### REQUEST
Swap "example output" for "sample output" everywhere in the records below, and reproduce them with nothing else changed.

* * * * * * *

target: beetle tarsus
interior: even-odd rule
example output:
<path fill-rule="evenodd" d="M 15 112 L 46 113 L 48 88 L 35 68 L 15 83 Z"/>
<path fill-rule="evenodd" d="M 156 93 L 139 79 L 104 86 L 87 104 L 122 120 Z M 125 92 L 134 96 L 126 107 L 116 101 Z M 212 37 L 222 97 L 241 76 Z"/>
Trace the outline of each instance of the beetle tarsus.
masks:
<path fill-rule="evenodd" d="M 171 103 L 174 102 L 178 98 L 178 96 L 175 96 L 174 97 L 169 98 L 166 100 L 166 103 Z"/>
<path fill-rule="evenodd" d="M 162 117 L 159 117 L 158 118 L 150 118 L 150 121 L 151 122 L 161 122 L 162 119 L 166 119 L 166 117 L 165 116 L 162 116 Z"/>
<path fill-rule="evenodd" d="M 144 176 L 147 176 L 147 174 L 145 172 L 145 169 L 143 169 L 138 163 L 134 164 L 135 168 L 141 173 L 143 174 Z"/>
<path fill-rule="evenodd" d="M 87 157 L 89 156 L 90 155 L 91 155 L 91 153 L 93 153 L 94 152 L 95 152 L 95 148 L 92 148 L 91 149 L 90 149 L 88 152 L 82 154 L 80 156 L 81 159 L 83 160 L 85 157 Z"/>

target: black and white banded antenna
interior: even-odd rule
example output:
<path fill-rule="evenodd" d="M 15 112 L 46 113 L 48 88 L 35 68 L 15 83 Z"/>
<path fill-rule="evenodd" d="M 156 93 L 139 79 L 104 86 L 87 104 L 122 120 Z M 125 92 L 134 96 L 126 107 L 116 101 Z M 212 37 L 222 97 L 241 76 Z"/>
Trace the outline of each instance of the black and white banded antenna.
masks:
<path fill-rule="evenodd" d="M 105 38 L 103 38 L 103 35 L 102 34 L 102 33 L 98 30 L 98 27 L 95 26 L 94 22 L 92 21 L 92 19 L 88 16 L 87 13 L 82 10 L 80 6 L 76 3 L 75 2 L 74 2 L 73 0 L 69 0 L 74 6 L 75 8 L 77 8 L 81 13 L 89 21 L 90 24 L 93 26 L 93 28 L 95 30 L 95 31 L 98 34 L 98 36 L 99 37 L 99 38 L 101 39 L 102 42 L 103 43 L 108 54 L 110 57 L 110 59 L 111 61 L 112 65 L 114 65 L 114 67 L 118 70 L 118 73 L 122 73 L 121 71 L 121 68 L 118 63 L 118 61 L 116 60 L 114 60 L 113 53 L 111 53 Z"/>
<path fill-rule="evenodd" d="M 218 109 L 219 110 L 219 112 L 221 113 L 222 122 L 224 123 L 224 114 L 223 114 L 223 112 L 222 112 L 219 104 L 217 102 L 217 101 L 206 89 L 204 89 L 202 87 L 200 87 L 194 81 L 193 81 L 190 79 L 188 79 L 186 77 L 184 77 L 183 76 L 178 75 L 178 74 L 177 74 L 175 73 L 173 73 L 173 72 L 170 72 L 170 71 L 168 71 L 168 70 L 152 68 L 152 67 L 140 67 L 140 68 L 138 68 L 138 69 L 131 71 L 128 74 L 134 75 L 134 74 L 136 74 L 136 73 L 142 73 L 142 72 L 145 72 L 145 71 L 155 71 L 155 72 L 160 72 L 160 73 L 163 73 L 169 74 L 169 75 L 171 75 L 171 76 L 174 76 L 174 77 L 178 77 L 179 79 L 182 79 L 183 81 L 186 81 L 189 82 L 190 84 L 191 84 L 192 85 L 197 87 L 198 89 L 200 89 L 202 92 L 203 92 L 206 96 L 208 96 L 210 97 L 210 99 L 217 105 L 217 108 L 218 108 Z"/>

* * * * * * *

### COMPLETED TASK
target: beetle tarsus
interior: even-odd rule
sample output:
<path fill-rule="evenodd" d="M 15 112 L 46 113 L 48 88 L 35 68 L 15 83 Z"/>
<path fill-rule="evenodd" d="M 156 93 L 139 79 L 104 86 L 87 104 L 122 120 Z M 125 92 L 134 96 L 126 107 L 116 101 Z M 212 37 L 222 97 L 241 76 Z"/>
Trace the outline of each instance of the beetle tarsus.
masks:
<path fill-rule="evenodd" d="M 171 103 L 174 102 L 178 98 L 178 96 L 175 96 L 174 97 L 169 98 L 166 100 L 166 103 Z"/>
<path fill-rule="evenodd" d="M 162 117 L 159 117 L 158 118 L 150 118 L 150 121 L 151 122 L 161 122 L 162 119 L 166 119 L 166 117 L 165 116 L 162 116 Z"/>
<path fill-rule="evenodd" d="M 144 176 L 147 176 L 147 174 L 145 172 L 145 169 L 143 169 L 138 163 L 134 164 L 135 168 L 141 173 L 143 174 Z"/>
<path fill-rule="evenodd" d="M 87 157 L 89 156 L 90 155 L 91 155 L 91 153 L 93 153 L 94 152 L 95 152 L 95 148 L 92 148 L 91 149 L 90 149 L 88 152 L 82 154 L 80 156 L 81 159 L 83 160 L 85 157 Z"/>

target: black and white banded antenna
interior: even-odd rule
sample output:
<path fill-rule="evenodd" d="M 15 112 L 46 113 L 48 88 L 35 68 L 15 83 Z"/>
<path fill-rule="evenodd" d="M 156 93 L 139 79 L 104 86 L 87 104 L 122 120 Z M 125 92 L 134 96 L 126 107 L 116 101 Z M 212 37 L 222 97 L 241 76 Z"/>
Trace the outline of each instance of the black and white banded antenna.
masks:
<path fill-rule="evenodd" d="M 105 38 L 103 38 L 103 35 L 102 34 L 102 33 L 98 30 L 98 27 L 95 26 L 94 22 L 92 21 L 92 19 L 88 16 L 87 13 L 82 10 L 80 6 L 76 3 L 75 2 L 74 2 L 73 0 L 69 0 L 74 6 L 75 8 L 77 8 L 81 13 L 89 21 L 90 24 L 93 26 L 93 28 L 95 30 L 95 31 L 98 34 L 98 36 L 99 37 L 99 38 L 101 39 L 102 42 L 103 43 L 108 54 L 110 57 L 110 59 L 111 61 L 112 65 L 114 65 L 114 67 L 118 70 L 118 73 L 122 73 L 121 71 L 121 68 L 118 63 L 118 61 L 116 60 L 114 60 L 113 53 L 111 53 Z"/>
<path fill-rule="evenodd" d="M 218 109 L 219 110 L 219 112 L 221 113 L 222 122 L 224 123 L 224 114 L 223 114 L 223 112 L 222 112 L 219 104 L 217 102 L 217 101 L 206 89 L 204 89 L 202 87 L 200 87 L 194 81 L 193 81 L 190 79 L 188 79 L 186 77 L 184 77 L 183 76 L 178 75 L 178 74 L 177 74 L 175 73 L 173 73 L 173 72 L 170 72 L 170 71 L 168 71 L 168 70 L 152 68 L 152 67 L 140 67 L 140 68 L 138 68 L 138 69 L 131 71 L 128 74 L 134 75 L 134 74 L 136 74 L 136 73 L 142 73 L 142 72 L 145 72 L 145 71 L 155 71 L 155 72 L 160 72 L 160 73 L 163 73 L 169 74 L 169 75 L 171 75 L 171 76 L 174 76 L 174 77 L 178 77 L 179 79 L 182 79 L 183 81 L 186 81 L 189 82 L 190 84 L 191 84 L 192 85 L 197 87 L 198 89 L 200 89 L 202 92 L 203 92 L 206 96 L 208 96 L 210 97 L 210 99 L 217 105 L 217 108 L 218 108 Z"/>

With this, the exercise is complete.